Location identification items:
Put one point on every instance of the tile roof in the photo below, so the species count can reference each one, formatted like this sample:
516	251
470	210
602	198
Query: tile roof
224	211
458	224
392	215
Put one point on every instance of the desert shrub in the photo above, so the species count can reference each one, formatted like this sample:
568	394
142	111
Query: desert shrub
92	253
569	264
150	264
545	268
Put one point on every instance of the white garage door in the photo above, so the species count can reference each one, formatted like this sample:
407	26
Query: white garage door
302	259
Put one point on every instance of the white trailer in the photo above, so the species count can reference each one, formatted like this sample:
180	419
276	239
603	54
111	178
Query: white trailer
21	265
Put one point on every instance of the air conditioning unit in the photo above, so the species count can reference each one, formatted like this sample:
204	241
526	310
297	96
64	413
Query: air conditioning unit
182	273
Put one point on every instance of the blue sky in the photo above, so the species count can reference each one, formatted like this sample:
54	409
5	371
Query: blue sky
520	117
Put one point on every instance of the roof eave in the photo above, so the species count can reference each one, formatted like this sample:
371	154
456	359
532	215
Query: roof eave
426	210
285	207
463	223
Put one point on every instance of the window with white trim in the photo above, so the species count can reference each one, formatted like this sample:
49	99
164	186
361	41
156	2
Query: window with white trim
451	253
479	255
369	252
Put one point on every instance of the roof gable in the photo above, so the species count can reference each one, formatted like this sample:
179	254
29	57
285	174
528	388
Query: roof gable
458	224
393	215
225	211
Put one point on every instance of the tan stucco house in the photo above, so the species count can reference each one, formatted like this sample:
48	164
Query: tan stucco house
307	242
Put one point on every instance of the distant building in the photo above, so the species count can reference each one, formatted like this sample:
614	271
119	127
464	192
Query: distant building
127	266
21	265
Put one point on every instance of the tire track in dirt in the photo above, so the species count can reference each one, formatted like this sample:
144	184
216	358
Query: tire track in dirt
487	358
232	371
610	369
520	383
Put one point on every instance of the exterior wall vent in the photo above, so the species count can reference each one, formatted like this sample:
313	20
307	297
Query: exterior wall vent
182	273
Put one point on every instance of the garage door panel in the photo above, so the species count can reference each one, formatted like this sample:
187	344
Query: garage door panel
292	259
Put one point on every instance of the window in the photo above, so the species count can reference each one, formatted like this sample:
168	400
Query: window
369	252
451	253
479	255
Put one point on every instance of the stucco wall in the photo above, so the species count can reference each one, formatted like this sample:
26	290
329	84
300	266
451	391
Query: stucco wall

# Request:
Reproduce verbatim the items from the line containing "Put one point on every instance of the garage" through the last line of the items, with both ends included.

# The answer:
Put one point on every instance of the garage door panel in the photo above, so the species count can reference each one, formatted like this sample:
187	344
Query: garage door panel
292	259
Put one point on every instance of the window in the photo above, so the species count can reference each one, formatted like this sample:
168	400
Query: window
369	252
451	253
479	255
Put one point on every instance of the stucco wall in the photo above, so the species count can reference each one, formatted like this sample:
26	290
329	84
300	266
451	391
Query: stucco wall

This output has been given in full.